::: Dataset records
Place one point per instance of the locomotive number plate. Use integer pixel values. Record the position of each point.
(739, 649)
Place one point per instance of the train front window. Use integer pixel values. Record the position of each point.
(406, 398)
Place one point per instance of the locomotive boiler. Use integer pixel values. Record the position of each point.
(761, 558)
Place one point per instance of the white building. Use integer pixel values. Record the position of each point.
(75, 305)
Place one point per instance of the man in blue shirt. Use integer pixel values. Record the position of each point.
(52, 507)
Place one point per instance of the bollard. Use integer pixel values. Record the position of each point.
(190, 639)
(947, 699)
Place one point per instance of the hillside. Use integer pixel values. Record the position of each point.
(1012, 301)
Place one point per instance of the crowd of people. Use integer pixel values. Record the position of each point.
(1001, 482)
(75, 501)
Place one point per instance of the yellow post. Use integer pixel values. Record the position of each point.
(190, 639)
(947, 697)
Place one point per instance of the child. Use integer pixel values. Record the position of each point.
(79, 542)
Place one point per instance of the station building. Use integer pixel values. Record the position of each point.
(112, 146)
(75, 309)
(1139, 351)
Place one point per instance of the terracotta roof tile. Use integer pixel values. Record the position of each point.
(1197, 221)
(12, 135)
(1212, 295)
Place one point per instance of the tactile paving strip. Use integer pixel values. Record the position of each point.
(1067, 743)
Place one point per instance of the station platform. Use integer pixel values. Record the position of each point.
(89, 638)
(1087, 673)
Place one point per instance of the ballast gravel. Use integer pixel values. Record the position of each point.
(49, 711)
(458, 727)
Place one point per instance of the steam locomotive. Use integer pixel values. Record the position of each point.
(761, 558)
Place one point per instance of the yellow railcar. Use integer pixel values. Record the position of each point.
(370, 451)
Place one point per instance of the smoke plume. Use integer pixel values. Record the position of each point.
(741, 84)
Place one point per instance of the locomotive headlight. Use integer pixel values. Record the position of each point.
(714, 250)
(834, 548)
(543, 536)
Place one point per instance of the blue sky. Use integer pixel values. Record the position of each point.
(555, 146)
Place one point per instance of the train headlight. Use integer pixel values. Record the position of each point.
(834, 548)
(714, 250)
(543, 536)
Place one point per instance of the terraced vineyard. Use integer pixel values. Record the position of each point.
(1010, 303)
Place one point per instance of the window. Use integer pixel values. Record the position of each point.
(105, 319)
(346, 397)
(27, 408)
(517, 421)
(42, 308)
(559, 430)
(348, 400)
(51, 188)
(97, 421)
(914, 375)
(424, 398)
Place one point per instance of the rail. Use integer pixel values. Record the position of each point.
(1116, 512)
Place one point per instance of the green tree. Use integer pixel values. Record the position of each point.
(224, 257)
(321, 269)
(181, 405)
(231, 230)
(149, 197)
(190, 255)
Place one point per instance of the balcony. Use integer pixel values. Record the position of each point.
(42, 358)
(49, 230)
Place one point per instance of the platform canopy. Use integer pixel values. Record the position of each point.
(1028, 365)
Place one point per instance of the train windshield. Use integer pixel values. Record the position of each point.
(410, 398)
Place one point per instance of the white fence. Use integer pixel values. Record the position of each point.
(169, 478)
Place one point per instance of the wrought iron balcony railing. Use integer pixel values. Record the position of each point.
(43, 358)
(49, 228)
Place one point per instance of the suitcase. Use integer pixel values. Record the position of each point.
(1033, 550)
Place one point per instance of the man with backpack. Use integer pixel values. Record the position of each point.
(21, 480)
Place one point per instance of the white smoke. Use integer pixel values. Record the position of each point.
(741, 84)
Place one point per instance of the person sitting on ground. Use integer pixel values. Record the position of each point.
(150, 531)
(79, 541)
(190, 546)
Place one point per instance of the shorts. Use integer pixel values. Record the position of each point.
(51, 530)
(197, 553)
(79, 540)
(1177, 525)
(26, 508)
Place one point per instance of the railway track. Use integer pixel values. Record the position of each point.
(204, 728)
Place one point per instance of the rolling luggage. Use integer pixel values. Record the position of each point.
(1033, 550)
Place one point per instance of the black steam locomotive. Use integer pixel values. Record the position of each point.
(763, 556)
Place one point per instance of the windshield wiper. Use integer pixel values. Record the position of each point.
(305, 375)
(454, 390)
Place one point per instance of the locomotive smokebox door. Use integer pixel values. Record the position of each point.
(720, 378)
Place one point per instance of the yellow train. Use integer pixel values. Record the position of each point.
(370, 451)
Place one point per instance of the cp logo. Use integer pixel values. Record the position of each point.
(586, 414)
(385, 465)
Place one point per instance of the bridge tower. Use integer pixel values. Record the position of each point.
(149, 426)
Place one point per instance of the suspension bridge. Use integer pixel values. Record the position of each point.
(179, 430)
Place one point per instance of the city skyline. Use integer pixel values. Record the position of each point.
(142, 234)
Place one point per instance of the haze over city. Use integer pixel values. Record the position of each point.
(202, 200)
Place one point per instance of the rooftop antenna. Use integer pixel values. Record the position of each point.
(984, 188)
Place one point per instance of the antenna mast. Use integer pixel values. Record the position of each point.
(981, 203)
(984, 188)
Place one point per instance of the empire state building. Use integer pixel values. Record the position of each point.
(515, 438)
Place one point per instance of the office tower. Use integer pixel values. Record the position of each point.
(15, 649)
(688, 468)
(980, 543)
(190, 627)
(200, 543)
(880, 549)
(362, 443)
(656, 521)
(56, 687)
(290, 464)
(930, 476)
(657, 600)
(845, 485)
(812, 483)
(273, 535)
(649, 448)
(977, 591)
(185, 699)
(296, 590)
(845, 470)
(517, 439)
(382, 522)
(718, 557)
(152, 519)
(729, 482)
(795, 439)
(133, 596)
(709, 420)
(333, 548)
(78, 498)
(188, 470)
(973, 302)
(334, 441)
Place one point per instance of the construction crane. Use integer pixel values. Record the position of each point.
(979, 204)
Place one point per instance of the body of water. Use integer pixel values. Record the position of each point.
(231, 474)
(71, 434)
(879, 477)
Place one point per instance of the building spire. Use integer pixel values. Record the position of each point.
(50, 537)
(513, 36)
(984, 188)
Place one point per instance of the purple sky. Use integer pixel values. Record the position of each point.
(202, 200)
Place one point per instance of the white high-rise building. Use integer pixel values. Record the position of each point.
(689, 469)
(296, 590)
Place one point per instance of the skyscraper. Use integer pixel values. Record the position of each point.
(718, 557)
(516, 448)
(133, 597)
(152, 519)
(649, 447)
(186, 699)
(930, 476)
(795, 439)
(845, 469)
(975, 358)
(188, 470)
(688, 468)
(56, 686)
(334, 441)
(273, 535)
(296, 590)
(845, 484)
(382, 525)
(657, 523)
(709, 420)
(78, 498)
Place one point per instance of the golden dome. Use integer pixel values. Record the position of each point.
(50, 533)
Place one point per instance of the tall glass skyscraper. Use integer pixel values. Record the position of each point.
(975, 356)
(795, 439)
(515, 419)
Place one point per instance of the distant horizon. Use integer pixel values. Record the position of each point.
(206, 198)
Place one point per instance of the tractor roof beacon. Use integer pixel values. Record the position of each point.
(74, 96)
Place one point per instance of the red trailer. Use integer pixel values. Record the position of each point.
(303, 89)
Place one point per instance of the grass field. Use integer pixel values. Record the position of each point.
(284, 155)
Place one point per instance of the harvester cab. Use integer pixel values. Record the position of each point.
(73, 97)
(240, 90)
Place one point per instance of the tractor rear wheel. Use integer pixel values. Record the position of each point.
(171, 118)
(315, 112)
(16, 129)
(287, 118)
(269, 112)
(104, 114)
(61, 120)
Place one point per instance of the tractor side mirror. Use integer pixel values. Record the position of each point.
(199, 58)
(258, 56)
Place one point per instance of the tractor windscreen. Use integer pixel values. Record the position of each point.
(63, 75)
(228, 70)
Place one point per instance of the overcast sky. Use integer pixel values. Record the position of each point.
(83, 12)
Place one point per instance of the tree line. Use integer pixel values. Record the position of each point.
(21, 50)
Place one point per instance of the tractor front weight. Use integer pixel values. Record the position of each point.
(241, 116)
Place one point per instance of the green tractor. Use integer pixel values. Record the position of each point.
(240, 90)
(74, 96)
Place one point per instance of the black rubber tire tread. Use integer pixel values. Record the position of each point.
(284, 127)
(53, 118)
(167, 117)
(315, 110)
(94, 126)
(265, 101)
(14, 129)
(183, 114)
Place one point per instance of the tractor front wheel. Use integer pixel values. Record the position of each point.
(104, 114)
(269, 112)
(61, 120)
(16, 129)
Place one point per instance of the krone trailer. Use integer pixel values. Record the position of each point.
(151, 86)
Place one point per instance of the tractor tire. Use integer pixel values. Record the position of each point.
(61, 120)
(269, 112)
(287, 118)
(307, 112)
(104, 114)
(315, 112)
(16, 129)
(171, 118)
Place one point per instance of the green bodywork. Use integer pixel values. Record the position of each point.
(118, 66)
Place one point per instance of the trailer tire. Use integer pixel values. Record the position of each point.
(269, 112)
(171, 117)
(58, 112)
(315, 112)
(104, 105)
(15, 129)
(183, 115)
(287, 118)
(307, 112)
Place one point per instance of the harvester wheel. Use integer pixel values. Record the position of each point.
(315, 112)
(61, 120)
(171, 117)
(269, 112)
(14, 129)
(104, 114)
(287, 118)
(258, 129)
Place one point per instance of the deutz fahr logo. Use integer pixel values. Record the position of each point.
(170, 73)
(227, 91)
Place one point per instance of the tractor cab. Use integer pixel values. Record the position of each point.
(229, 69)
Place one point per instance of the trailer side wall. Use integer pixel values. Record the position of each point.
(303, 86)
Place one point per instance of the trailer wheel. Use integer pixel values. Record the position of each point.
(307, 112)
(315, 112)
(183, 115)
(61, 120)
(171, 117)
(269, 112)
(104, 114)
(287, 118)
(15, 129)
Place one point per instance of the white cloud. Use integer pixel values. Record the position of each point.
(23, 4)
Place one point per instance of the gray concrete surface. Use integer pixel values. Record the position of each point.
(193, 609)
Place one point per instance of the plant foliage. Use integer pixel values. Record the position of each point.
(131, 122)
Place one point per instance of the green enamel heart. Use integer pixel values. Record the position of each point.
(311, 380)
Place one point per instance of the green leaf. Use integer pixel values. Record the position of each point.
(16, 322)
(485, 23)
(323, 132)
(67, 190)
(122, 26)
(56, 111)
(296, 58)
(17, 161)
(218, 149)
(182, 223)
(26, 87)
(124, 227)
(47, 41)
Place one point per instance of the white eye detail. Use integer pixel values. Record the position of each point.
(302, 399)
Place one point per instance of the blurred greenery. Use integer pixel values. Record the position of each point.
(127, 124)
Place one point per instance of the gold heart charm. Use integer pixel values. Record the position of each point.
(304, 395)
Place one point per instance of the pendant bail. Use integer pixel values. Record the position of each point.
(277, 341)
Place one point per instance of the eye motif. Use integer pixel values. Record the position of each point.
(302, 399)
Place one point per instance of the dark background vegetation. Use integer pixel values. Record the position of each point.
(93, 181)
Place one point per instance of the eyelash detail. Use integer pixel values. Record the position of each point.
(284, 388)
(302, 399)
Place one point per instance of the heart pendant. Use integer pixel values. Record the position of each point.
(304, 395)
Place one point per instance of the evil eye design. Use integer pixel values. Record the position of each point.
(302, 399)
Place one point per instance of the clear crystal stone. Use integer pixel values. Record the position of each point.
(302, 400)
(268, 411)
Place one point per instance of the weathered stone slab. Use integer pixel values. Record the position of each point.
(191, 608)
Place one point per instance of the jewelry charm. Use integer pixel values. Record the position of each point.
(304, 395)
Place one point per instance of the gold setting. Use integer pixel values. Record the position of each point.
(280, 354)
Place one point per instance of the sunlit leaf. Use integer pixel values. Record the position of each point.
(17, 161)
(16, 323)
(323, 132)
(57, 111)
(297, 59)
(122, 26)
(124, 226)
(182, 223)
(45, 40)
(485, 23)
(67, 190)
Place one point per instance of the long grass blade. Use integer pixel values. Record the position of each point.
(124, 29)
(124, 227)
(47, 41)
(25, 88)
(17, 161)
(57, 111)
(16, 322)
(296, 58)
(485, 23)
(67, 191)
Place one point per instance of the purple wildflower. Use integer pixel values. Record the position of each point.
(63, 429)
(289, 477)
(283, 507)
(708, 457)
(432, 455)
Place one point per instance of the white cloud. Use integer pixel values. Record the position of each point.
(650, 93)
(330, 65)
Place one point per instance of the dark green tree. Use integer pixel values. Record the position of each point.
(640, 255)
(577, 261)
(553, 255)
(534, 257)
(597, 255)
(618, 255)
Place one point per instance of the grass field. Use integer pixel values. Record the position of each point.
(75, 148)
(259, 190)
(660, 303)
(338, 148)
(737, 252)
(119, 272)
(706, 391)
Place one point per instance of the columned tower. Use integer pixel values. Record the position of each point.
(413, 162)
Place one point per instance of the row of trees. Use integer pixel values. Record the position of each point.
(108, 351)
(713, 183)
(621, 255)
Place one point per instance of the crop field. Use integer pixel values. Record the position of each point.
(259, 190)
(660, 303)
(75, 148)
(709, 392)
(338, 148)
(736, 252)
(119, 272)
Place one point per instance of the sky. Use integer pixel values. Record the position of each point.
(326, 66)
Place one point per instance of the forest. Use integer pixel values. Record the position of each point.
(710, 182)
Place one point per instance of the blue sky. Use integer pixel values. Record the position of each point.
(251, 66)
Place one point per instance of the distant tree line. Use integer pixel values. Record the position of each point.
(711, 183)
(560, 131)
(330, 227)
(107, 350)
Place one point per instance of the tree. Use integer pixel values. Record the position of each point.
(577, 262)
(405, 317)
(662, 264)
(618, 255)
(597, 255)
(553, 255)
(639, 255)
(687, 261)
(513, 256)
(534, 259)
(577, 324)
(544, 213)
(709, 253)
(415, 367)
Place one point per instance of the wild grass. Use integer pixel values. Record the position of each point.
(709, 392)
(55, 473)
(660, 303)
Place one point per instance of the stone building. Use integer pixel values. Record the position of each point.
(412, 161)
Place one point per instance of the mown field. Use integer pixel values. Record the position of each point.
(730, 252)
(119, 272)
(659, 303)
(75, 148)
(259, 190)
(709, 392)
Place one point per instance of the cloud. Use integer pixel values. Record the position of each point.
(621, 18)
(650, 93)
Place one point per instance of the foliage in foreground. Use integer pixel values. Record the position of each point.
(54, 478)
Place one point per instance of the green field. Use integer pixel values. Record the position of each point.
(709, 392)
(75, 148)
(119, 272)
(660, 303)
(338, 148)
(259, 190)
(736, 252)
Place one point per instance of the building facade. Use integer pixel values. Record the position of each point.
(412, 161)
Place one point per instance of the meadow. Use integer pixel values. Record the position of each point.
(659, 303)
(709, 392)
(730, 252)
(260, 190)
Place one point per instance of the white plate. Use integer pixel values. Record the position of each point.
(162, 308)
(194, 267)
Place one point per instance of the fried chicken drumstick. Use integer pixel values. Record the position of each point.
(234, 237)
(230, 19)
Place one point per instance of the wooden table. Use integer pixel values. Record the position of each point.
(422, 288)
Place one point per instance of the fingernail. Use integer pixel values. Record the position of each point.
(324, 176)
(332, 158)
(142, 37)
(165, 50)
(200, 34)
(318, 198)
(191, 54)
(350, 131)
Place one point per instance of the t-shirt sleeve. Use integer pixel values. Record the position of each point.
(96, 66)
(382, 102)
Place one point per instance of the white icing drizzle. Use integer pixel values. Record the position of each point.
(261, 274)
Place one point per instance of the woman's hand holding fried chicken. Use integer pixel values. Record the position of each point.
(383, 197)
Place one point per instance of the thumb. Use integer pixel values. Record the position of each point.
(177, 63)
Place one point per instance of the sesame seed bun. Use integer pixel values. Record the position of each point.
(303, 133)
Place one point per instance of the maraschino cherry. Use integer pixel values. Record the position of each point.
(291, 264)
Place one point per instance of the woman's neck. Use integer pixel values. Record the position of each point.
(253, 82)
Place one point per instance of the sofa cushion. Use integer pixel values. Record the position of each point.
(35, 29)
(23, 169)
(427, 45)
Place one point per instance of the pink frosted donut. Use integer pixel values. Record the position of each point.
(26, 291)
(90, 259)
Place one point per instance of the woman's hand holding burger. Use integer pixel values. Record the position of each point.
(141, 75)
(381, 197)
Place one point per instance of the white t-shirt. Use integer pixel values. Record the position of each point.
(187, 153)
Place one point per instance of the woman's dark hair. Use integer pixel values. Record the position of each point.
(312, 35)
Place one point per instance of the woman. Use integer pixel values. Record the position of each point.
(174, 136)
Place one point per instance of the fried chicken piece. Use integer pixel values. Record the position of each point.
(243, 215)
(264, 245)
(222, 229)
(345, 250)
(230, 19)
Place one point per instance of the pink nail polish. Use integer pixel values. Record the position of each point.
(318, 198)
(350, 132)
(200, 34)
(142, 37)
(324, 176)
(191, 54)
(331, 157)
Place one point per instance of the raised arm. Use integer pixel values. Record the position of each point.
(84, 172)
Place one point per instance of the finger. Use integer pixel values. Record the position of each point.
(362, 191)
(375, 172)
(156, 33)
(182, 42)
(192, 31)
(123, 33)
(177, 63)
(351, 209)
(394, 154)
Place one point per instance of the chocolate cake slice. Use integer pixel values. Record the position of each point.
::::::
**Problem to solve:** Starting with the line that contains "Place one point per instance of the fried chicken piece.", return each line through the last one of the data above, exactly as written and nothing more.

**Full output:**
Place one point per instance of the fried chicken piece. Use integer pixel values. Record the position of each point.
(243, 215)
(264, 245)
(222, 229)
(345, 250)
(230, 19)
Place one point per instance of the pink nail polish. Use integer pixel values. Record the position of each point.
(318, 198)
(350, 132)
(200, 34)
(142, 37)
(324, 176)
(191, 54)
(331, 157)
Place one point per instance of the raised arm. Use integer pixel values. Record the position of each point.
(84, 172)
Place one point per instance of the finger. Use integer pixel values. Record the position of each point.
(362, 191)
(375, 172)
(156, 33)
(182, 42)
(192, 31)
(123, 33)
(177, 63)
(351, 209)
(394, 154)
Place one point per instance of the chocolate cake slice. Use integer pixel values. Record the position of each point.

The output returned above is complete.